Records from a point labeling set
######

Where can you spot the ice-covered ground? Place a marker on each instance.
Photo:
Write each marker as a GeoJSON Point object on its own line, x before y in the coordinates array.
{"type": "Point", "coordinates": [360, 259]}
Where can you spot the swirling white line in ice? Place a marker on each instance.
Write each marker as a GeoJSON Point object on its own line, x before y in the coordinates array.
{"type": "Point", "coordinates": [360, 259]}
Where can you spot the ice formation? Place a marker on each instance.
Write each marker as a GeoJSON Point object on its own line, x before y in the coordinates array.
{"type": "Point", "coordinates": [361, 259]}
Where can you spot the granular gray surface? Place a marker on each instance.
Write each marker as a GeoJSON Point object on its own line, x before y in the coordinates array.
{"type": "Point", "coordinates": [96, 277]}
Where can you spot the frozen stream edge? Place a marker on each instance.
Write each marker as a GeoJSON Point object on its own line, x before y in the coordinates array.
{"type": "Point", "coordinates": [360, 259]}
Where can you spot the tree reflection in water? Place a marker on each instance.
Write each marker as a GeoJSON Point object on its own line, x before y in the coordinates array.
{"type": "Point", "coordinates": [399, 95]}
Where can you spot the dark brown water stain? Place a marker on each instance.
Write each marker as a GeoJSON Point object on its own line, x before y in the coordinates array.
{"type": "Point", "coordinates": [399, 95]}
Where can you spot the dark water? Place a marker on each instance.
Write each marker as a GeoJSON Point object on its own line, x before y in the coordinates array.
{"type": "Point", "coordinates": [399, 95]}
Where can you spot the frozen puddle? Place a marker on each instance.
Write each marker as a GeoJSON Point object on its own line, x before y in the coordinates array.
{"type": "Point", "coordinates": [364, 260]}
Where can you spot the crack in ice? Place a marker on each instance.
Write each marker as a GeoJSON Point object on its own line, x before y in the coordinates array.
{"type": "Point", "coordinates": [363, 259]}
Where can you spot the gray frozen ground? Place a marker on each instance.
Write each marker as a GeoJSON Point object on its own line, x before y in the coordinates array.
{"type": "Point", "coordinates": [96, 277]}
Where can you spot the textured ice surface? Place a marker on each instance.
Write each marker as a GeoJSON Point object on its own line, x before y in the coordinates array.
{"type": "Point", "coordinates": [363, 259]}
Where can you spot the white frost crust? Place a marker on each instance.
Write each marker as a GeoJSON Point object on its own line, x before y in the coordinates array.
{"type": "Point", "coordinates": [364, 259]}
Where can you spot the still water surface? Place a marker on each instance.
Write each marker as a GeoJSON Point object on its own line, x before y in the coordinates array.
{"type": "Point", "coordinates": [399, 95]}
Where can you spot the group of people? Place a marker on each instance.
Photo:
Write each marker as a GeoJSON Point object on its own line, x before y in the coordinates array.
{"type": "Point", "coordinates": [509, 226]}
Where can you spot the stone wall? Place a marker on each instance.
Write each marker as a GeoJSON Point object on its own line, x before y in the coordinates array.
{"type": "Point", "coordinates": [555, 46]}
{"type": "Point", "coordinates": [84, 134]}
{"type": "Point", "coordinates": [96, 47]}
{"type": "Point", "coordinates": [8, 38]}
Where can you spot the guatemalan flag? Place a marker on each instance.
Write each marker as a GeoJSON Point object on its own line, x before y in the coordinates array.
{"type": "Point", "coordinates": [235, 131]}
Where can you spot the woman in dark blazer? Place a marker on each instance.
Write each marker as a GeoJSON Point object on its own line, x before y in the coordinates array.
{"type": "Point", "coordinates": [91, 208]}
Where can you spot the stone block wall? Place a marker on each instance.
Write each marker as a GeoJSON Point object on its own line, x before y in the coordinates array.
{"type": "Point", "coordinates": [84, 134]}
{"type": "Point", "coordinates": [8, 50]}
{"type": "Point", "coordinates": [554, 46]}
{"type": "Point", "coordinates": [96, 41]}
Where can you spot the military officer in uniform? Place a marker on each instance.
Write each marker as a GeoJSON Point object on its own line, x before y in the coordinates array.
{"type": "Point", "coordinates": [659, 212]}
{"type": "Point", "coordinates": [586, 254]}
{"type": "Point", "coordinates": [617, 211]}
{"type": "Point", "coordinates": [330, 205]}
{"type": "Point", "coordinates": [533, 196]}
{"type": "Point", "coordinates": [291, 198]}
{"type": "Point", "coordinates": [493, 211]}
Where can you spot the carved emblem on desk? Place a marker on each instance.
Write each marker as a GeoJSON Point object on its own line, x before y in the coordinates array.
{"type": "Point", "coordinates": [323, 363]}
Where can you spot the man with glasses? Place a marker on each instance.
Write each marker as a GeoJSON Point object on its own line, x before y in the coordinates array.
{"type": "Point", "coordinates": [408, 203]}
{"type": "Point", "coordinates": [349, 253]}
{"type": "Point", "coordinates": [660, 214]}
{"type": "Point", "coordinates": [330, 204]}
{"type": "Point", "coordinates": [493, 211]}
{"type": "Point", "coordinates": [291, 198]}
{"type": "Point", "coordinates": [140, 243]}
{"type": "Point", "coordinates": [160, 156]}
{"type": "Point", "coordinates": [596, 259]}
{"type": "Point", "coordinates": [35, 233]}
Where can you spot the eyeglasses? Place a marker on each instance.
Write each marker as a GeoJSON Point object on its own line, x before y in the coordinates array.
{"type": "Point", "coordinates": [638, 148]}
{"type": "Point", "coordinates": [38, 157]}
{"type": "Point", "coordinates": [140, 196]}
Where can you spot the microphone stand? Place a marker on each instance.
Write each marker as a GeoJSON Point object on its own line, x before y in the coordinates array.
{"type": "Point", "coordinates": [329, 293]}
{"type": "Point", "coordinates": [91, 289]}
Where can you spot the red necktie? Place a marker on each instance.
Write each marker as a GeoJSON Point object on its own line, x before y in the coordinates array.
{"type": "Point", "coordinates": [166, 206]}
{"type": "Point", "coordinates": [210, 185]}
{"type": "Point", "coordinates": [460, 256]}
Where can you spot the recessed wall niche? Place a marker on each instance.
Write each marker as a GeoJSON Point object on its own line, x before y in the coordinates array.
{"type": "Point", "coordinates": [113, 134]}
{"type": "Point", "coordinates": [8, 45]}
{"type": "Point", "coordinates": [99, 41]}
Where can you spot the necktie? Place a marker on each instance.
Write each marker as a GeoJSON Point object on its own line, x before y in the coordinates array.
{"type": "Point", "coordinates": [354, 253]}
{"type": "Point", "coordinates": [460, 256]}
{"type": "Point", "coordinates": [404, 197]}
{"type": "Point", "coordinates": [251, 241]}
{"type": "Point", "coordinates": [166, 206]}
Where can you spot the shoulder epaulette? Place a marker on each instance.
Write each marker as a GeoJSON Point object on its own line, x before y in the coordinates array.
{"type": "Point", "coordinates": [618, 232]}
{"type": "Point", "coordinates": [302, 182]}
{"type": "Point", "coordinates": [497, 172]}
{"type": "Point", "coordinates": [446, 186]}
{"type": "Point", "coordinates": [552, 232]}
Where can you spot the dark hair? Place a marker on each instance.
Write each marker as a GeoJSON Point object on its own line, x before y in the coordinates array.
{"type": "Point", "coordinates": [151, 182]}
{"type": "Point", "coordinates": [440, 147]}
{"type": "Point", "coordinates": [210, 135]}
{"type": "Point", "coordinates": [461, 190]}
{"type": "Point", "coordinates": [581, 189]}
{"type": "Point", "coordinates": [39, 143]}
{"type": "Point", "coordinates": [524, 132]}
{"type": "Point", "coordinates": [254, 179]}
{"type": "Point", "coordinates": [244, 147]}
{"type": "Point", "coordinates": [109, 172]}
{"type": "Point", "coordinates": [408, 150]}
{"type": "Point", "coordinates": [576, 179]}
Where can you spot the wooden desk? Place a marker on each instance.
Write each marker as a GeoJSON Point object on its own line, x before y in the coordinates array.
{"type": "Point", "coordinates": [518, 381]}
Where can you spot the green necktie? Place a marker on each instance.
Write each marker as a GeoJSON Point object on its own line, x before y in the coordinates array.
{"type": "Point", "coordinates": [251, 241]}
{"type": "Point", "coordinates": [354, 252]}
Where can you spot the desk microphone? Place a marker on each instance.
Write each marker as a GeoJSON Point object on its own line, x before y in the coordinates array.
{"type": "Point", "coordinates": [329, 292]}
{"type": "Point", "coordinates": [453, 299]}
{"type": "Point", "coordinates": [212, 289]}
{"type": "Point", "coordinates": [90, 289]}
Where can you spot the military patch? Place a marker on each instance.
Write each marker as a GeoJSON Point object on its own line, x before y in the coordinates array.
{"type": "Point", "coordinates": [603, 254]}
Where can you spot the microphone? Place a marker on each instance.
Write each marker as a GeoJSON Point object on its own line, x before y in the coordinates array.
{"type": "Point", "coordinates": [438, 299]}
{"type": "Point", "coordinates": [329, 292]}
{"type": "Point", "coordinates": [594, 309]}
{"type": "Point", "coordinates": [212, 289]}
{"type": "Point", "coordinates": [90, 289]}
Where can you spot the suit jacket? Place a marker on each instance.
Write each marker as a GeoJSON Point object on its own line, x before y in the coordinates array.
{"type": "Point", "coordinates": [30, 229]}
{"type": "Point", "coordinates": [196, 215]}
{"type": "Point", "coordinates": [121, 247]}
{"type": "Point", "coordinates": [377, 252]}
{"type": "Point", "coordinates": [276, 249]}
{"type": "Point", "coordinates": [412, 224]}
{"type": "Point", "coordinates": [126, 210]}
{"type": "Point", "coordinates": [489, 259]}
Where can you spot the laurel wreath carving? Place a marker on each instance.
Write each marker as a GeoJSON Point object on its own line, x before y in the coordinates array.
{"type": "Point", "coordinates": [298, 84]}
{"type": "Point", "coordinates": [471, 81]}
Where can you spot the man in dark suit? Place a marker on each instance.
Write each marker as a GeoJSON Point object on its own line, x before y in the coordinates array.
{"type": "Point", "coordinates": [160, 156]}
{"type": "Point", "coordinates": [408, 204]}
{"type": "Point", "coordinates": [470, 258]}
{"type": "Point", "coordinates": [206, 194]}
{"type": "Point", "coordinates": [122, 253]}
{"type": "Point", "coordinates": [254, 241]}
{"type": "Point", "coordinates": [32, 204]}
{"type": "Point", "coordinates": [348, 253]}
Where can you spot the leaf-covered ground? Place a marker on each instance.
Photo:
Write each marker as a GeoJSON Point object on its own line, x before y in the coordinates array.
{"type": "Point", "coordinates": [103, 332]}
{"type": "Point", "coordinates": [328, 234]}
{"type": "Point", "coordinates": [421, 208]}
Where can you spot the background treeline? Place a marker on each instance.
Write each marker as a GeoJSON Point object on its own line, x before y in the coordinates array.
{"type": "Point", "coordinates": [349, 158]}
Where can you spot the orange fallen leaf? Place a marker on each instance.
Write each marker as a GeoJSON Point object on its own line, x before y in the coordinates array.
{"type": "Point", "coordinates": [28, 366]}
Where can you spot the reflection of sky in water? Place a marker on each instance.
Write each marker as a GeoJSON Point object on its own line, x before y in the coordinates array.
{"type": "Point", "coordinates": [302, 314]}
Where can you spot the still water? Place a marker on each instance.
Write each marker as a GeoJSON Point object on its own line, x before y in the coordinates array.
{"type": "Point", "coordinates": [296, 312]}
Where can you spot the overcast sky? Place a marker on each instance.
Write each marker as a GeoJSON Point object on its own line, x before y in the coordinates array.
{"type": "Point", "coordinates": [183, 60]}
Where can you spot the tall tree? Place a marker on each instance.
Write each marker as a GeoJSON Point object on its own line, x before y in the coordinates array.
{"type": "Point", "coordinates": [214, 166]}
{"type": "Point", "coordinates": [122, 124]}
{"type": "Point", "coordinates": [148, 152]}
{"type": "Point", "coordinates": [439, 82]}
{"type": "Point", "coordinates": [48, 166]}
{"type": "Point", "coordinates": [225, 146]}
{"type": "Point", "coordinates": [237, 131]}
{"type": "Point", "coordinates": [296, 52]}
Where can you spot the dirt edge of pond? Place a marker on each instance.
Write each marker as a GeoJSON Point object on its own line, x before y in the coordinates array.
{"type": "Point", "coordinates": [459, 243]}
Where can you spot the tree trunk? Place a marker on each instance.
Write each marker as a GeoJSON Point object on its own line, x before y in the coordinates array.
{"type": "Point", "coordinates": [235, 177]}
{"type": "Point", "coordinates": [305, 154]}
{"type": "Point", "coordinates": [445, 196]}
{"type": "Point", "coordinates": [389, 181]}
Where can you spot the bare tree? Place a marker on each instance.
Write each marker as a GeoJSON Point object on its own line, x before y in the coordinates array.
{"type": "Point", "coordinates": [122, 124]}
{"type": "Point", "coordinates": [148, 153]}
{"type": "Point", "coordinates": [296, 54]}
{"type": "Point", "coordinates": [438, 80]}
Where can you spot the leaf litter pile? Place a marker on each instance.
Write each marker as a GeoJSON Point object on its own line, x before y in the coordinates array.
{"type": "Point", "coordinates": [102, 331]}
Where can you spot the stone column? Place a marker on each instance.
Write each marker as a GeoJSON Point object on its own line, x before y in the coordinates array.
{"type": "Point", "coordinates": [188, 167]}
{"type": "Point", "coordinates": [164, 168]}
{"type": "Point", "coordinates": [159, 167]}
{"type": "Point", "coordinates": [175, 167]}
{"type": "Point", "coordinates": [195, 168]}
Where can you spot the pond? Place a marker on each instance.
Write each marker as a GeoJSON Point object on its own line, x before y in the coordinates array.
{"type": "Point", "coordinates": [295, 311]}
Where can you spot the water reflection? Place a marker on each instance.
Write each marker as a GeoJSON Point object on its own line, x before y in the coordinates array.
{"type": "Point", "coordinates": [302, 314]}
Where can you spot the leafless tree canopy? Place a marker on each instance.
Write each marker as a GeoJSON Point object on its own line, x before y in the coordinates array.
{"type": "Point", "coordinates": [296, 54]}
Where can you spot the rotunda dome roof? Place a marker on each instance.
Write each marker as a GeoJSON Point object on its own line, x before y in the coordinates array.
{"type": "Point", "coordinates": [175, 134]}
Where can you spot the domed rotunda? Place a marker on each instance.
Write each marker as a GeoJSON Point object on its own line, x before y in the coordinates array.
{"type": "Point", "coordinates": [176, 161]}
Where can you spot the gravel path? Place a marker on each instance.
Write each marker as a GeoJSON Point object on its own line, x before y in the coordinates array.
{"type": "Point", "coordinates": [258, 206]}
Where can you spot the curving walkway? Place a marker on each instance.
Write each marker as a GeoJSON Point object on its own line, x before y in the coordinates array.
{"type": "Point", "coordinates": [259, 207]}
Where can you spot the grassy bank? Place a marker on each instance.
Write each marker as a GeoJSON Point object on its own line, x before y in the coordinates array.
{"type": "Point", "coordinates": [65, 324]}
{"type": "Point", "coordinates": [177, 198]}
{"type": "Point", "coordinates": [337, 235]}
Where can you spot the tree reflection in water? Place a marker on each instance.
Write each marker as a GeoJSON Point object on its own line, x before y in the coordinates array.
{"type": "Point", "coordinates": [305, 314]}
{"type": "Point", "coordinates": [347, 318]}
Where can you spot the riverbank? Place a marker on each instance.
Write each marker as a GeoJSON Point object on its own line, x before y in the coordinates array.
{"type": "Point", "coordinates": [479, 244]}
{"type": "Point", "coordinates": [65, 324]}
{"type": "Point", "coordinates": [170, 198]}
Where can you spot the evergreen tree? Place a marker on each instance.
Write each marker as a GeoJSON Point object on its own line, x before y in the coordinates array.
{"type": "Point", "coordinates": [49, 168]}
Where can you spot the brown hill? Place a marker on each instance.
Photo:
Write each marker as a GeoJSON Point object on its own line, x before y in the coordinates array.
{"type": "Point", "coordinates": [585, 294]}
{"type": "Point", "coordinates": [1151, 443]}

######

## Requirements
Reproduce the lines from the one containing "Where can you spot the evergreen" to the end of the entries, keeping both ends and adding nothing.

## Task response
Where can you spot the evergreen tree? Place a marker on each instance.
Write each marker as a GeoJSON Point object on its own line, x before y in the coordinates array.
{"type": "Point", "coordinates": [49, 168]}
Where can you spot the brown hill? Place a marker on each instance.
Photo:
Write each marker as a GeoJSON Point object on its own line, x before y in the coordinates array.
{"type": "Point", "coordinates": [585, 294]}
{"type": "Point", "coordinates": [1151, 443]}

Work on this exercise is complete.